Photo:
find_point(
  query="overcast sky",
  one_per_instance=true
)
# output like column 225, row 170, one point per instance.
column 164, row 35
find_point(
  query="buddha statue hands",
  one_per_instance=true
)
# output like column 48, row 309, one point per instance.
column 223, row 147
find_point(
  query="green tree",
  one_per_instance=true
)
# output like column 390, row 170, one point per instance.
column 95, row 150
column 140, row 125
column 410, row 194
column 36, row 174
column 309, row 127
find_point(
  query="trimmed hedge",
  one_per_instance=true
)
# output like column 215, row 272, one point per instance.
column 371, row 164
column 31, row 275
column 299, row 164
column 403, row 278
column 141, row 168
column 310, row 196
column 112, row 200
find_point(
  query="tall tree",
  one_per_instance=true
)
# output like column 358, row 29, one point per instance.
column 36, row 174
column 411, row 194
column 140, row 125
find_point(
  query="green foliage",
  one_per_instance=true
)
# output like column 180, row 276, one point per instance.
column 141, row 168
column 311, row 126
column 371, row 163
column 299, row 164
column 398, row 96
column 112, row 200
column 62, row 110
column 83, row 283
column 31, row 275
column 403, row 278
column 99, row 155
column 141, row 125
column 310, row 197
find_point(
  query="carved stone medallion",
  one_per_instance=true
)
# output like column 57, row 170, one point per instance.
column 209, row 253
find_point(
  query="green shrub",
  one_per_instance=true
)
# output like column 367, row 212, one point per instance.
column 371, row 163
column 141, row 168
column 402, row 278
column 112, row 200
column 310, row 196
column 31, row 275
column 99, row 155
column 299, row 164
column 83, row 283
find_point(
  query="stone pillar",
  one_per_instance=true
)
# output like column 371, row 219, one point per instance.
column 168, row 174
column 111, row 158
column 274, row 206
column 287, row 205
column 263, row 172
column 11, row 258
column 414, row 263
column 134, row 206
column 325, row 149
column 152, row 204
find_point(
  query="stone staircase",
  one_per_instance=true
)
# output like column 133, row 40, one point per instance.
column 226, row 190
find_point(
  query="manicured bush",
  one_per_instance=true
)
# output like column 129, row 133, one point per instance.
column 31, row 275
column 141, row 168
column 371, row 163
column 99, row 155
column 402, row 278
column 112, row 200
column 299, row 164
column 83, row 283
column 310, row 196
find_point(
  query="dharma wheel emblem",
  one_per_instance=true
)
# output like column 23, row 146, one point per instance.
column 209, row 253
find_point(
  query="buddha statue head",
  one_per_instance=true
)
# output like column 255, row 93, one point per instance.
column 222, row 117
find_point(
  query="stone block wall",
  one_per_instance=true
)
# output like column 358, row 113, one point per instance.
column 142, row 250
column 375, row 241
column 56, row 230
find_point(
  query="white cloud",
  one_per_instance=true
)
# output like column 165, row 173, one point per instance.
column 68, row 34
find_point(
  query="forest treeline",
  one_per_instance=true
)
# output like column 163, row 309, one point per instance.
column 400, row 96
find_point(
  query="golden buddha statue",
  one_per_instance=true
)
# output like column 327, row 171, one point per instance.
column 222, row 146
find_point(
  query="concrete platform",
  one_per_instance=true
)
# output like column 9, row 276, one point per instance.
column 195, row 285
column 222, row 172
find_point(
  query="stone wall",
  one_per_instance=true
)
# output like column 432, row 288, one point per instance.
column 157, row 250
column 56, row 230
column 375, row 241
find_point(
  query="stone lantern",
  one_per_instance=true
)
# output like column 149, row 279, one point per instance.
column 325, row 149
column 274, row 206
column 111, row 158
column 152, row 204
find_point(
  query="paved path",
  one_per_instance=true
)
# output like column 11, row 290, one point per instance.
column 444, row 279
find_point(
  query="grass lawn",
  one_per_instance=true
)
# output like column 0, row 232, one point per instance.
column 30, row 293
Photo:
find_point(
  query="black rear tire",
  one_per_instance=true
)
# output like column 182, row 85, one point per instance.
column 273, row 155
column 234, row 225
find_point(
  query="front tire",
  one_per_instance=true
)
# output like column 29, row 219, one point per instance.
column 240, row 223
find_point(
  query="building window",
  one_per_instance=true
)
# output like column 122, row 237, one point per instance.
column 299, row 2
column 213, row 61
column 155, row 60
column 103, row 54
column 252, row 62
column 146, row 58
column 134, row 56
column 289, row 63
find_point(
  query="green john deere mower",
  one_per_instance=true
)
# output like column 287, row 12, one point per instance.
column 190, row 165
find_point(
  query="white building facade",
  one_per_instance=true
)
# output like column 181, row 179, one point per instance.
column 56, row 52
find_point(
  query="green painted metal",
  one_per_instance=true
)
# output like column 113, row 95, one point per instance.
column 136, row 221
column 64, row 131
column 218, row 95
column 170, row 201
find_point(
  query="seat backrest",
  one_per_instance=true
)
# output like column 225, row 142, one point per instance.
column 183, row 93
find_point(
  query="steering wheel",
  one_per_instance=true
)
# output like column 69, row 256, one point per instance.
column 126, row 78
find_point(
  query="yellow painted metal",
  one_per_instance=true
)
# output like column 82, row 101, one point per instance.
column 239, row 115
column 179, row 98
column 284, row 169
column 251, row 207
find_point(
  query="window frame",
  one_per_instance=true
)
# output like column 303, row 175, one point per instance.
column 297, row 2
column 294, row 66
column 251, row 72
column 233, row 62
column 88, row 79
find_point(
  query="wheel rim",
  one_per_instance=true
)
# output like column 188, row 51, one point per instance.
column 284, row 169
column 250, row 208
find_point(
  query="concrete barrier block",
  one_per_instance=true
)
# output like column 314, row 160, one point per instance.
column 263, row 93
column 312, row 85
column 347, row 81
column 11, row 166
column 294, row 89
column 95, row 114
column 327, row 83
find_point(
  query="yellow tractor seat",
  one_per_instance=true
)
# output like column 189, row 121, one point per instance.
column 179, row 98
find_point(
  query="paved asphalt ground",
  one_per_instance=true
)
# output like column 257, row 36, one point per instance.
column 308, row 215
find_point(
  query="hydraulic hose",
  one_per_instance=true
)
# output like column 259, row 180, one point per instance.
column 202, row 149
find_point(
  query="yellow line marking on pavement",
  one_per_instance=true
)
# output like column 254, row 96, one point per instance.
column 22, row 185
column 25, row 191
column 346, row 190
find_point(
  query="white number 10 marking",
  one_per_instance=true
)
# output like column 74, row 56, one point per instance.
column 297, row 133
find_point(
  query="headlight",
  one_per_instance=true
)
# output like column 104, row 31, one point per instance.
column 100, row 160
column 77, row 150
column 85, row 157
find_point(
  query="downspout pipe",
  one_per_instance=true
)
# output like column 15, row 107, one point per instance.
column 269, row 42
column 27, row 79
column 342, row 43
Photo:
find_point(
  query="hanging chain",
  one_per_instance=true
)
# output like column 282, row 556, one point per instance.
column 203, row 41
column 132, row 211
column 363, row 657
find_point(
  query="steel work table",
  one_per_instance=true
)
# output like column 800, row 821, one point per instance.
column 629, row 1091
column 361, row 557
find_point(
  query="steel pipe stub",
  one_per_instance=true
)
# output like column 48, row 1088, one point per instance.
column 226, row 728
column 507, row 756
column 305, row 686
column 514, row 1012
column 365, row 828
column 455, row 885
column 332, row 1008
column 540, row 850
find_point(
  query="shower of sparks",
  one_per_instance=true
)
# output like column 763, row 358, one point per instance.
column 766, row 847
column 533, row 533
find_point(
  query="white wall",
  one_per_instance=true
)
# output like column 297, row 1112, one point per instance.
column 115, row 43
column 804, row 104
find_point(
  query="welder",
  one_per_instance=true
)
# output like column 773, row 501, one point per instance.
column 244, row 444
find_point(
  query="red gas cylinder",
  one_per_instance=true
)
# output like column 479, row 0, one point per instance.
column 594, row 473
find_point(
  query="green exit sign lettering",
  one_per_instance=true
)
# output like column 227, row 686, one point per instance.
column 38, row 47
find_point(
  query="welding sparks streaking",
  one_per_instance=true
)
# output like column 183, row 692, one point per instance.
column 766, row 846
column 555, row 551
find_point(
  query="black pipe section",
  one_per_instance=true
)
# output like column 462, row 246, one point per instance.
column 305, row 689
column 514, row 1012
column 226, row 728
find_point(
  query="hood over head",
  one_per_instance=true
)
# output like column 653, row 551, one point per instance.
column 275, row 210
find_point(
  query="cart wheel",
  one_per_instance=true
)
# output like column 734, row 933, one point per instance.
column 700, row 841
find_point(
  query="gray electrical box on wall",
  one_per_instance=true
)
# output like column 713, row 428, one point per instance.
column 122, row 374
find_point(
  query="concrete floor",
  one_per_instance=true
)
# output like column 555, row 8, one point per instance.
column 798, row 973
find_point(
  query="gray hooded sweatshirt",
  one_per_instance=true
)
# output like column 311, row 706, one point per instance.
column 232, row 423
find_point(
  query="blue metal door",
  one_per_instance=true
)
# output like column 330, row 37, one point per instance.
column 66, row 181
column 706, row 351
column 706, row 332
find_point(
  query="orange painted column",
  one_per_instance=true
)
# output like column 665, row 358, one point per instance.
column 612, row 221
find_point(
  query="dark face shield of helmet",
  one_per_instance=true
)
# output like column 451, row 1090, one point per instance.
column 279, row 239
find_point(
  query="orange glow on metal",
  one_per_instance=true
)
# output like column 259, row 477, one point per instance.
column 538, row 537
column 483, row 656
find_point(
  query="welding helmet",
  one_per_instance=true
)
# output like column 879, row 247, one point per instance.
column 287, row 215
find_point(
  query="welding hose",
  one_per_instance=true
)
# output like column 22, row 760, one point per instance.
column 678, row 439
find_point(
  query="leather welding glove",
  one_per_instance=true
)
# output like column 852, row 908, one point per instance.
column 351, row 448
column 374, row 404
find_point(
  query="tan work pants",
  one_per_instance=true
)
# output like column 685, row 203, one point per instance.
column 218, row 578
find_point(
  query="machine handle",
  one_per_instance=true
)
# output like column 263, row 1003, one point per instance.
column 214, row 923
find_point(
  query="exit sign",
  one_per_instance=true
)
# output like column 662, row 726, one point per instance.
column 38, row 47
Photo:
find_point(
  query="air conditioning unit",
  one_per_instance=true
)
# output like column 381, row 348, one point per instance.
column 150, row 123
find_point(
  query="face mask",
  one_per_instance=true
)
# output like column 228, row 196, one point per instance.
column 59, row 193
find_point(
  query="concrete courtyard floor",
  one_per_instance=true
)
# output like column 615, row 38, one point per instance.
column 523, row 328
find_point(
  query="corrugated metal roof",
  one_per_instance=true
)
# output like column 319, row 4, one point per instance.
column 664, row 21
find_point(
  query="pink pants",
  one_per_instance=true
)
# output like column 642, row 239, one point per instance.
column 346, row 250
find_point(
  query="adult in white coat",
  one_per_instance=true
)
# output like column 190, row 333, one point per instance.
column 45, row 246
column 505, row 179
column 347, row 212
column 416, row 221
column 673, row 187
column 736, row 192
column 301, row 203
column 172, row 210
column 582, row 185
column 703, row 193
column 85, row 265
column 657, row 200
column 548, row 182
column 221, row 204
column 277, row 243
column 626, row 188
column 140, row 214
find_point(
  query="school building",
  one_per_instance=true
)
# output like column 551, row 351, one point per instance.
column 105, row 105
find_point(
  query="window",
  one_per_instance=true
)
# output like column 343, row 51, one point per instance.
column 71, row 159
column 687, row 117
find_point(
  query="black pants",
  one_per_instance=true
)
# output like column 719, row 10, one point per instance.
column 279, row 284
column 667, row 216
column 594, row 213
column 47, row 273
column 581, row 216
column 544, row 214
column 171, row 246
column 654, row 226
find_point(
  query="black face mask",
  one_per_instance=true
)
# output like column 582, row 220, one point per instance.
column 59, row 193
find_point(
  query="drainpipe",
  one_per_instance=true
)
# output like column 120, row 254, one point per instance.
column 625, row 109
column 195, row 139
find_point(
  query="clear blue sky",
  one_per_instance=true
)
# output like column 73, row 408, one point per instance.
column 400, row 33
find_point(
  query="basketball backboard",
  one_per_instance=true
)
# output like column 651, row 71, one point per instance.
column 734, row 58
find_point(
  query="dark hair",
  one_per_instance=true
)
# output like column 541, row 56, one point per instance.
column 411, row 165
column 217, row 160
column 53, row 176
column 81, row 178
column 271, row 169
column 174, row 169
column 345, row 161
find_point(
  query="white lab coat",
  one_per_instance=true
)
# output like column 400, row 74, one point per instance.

(What to do):
Determine how many lines in the listing above contain "block", giving the number and no other words.

(Answer box):
2